>> BEGIN Data provided
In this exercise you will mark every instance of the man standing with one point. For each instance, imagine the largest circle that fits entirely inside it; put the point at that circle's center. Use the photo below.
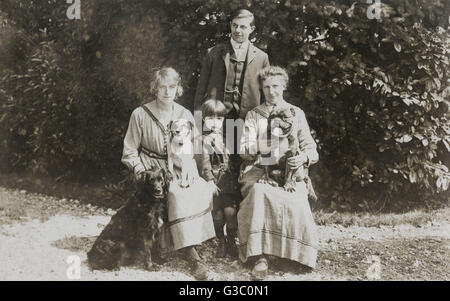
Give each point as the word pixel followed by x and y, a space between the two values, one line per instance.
pixel 229 74
pixel 229 70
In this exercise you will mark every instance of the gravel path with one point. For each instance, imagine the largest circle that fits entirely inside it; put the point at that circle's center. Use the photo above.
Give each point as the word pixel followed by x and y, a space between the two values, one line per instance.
pixel 39 233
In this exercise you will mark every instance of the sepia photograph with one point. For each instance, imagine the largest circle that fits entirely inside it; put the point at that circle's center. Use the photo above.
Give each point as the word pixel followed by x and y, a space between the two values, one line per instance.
pixel 224 141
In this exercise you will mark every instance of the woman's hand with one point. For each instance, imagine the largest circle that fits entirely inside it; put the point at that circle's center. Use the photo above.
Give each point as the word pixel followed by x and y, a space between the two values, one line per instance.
pixel 297 161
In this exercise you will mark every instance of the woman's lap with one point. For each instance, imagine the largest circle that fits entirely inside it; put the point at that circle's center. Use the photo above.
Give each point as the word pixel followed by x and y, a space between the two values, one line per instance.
pixel 276 222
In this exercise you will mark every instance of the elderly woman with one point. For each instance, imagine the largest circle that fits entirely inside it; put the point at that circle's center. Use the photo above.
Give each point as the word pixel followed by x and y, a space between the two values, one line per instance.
pixel 271 220
pixel 146 144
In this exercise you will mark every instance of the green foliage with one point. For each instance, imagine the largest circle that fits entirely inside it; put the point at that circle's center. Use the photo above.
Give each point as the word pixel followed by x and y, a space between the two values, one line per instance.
pixel 375 91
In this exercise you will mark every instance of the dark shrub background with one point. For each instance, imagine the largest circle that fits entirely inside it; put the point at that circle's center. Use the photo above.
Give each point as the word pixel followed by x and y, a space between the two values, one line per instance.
pixel 375 91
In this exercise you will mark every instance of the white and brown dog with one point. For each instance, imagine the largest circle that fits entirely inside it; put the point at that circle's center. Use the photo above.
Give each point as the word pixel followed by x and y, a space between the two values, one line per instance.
pixel 180 152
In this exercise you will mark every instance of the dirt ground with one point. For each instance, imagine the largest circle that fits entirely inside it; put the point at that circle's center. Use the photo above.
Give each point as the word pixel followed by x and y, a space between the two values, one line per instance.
pixel 38 233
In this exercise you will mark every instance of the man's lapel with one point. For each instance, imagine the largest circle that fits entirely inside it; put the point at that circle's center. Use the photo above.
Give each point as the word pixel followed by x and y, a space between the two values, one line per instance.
pixel 251 53
pixel 226 55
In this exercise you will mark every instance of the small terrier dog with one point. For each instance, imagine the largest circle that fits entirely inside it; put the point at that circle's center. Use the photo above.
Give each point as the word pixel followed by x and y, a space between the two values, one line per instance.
pixel 133 230
pixel 180 151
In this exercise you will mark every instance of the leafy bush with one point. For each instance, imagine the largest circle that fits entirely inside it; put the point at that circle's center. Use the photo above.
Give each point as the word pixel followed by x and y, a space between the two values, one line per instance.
pixel 375 91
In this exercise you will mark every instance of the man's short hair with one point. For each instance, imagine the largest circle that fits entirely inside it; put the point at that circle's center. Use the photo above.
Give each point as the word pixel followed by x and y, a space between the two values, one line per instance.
pixel 241 14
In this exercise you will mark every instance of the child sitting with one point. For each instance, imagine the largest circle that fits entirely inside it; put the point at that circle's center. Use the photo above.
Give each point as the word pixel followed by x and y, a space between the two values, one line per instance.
pixel 216 167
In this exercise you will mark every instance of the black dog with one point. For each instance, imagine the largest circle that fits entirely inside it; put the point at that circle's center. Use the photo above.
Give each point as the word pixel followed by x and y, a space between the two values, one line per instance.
pixel 133 230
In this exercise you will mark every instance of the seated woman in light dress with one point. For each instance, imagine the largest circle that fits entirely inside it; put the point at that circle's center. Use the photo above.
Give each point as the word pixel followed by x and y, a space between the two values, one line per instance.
pixel 145 145
pixel 271 220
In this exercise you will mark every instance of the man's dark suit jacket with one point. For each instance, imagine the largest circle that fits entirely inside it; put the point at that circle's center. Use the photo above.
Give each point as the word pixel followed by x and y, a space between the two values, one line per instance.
pixel 211 83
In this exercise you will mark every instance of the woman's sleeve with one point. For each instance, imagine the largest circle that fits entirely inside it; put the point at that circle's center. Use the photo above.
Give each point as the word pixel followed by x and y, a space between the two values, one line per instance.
pixel 249 148
pixel 131 144
pixel 307 143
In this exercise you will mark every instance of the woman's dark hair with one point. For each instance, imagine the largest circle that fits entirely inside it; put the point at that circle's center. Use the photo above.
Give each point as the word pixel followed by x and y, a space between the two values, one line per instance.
pixel 213 108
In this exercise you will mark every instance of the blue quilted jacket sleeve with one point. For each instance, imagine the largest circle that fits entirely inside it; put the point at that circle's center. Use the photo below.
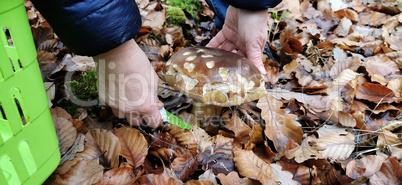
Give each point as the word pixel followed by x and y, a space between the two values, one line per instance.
pixel 253 4
pixel 91 27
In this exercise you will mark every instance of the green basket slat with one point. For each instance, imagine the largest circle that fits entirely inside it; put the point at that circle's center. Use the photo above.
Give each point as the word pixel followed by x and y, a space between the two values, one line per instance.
pixel 29 150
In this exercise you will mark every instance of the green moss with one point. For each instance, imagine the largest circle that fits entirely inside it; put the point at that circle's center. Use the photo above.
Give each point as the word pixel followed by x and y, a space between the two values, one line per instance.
pixel 83 87
pixel 176 16
pixel 192 6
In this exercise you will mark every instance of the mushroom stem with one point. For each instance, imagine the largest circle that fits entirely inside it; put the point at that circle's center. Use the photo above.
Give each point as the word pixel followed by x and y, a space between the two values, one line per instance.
pixel 204 111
>> END Data provided
Given exercise –
Quote, without alteration, the stretch from the line containing "In this exercise you will mark every instance of the mushroom" through the end of the entries.

Task output –
In this exercise you will mark every instance of the mushroom stem with one point. For each instance, imagine the largest circle that fits entirely inside it; put the point at that circle's center. Use the photo above.
Give each point as the word pixel followed by x and y, a space between the two values, one line per instance.
pixel 204 111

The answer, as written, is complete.